Exercise prompt: Repeat word for word the passage of the solar window shade article between "Rensselaer’s vertical multijunction" and "university’s science building.", inclusive.

======== Provided text

It isn’t surprising that New York’s electrical grid malfunctioned during the big blackout of 2003, says one Rensselaer Polytechnic Institute professor. It’s not that the grid is antiquated; it’s that our demand for energy is insatiable.
While proponents of conservation seek ways to get people to use less energy, Anna Dyson, who teaches architecture at Rensselaer, has another idea. She is leading a team of researchers who are trying to prevent future power failures by making energy-sucking office buildings ultra-efficient at peak hours. They plan to combine a series of highly efficient, low-cost technologies into a single sustainable device that would be almost transparent to those using its energy.
To use a highly nontechnical term, call the devices solar window shades.
Imagine sitting at your office desk, looking through floor-to-ceiling windows. You look past dozens of tiny, translucent, 1-centimeter silicon squares suspended about every square foot or so between dual windowpanes. The little squares shift like automated, almost invisible Venetian blinds. The miniature squares follow the sun’s rays, so they don’t impede the view in any direction.
The entire module — a clear plastic pane between two glass panes — functions like a translucent sundial, letting you tell time with its shadows.
The glare that once bounced off your computer monitor no longer exists. And the sun’s intense heat, which once led to window-shade tug-of-wars with co-workers longing for a little natural light, no longer beats down on you. You comfortably tap at your keyboard under natural, abundant, ambient light.
But there’s a lot more going on than meets the eye. These photovoltaic window shades quietly capture the sun’s rays of heat and light, focusing them into the small silicon squares, also called solar chips. The chips convert the light energy into electrical power and feed it into the building’s electrical system; the energy goes into the heating and cooling systems.
While Dyson won’t comment on actual costs and efficiency rates until the research is published this fall, she did reveal that Bernie Sater at Photovolt, Rensselaer’s manufacturing and design partner, has developed a new manufacturing process that “gets the cost down far enough that you can use it.”
Dyson said a single solar cell will cost about 25 cents. The cells are situated about a square foot apart and will have a “way more than 50 percent” energy-conversion rate, she added. Typical solar panels have a conversion rate of less than 20 percent.
Ultimately, Dyson is confident her team’s solar cells can reach nearly four times the power production of existing solar products. But, to compare energy alternatives accurately, it’s necessary to calculate the cost per watt or a similar ratio. Dyson, however, said it is too early to make that projection.
Rensselaer’s vertical multijunction solar-cell project, which began in 2000, is still in the prototype stage. It’s busily capturing energy — and research data — on the roof of the university’s science building.
The university is seeking both patents and a government contract to move to the next prototyping step. Dyson hopes to see the technology in use in three to five years.

================
======== Extracted records

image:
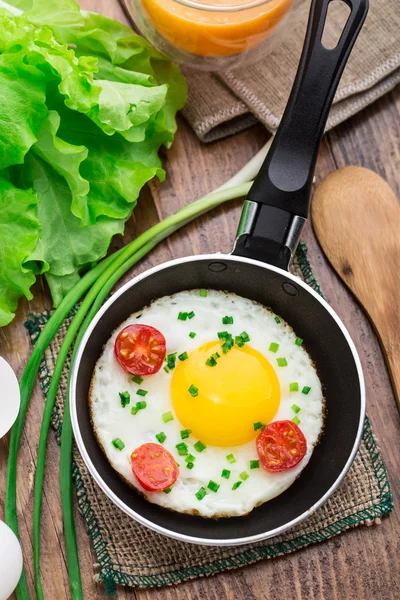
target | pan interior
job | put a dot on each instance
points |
(324, 340)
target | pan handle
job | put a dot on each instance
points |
(277, 205)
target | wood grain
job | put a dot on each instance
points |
(356, 217)
(360, 564)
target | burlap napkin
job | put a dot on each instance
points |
(129, 554)
(219, 105)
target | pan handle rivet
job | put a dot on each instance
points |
(217, 267)
(290, 289)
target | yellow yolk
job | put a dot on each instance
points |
(240, 390)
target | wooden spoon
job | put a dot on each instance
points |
(356, 217)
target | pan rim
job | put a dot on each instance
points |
(163, 530)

================

The completed task:
Rensselaer’s vertical multijunction solar-cell project, which began in 2000, is still in the prototype stage. It’s busily capturing energy — and research data — on the roof of the university’s science building.